PROBLEMA PLANTEADO 1 ▸
Filtra los registros, por favor, y copia cada línea que contenga la palabra "segment".

FRAGMENTO SELECCIONADO ▸

La mayor preocupación de Kitchener era que el sol había desgastado el rubio de su cabello, temiendo con ello que los egipcios le consideraran menos inglés. Ganada a pulso en las campañas del Sudán, su reputación militar lo encumbraba como un líder nato. Esbelto aunque irlandés de cuna, representaba el canon de caballero victoriano.

El 10 de julio de 1898, tras catorce meses de afluentes y caminatas a través de Africa central, Marchand llegó a su destino junto al Nilo blanco. Dos meses más tarde, remontando el Nilo, arribó Kitchener. Ambos levantaron campamento y reclamaron el lugar.

Cuando aún había caballeros, un polvoriento cruce en medio de la nada definió buena parte de los designios del continente bajo una “apuesta” trazada al mejor estilo de un club de época. Los británicos ansiaban un eje colonial que hiciera realidad el ferrocarril entre El Cairo y Ciudad de El Cabo y los franceses conectar Dakar con el mar rojo. Ambos intereses confluían en Faschoda.

FILAS DE DATOS ▸
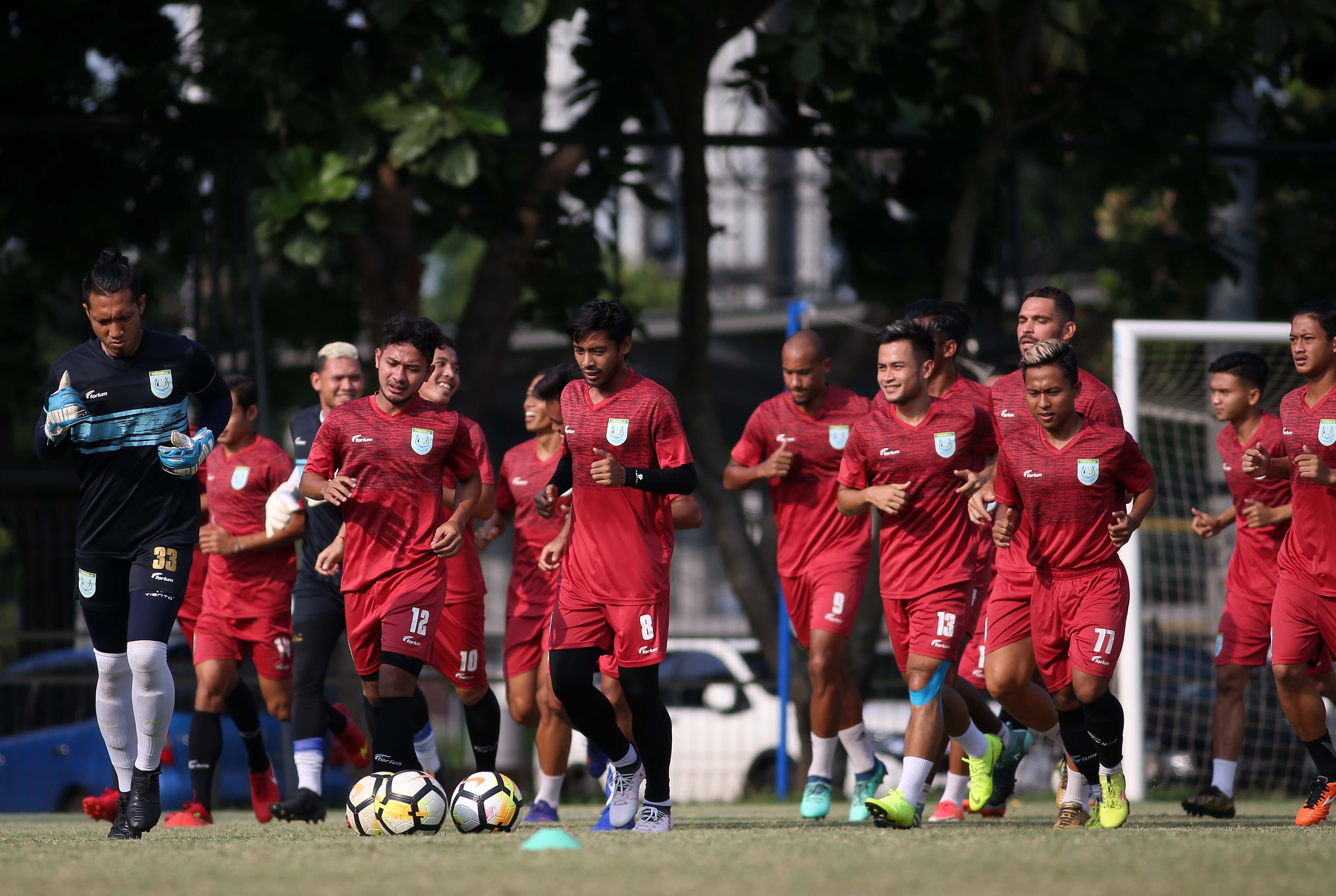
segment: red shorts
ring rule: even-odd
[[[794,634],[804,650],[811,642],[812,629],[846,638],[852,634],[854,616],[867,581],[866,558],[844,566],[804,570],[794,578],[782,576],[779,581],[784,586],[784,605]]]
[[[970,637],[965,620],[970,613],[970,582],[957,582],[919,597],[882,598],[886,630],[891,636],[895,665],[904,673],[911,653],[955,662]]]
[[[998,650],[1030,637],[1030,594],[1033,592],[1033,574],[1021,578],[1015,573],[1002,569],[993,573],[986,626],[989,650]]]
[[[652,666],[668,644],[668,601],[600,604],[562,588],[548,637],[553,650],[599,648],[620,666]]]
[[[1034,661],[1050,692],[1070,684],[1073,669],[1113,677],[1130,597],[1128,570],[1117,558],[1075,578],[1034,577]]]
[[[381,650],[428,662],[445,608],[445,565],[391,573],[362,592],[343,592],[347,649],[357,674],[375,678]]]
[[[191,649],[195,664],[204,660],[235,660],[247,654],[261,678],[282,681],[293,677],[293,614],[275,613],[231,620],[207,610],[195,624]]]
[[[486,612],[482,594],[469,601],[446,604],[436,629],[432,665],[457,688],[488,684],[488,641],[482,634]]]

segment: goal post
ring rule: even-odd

PROBLEMA PLANTEADO 2 ▸
Según el fragmento, ¿en qué fecha llegó Marchand a su destino junto al Nilo blanco?

RESPUESTA ESCRITA 1 ▸
segment: red shorts
segment: goal post

RESPUESTA ESCRITA 2 ▸
El 10 de julio de 1898.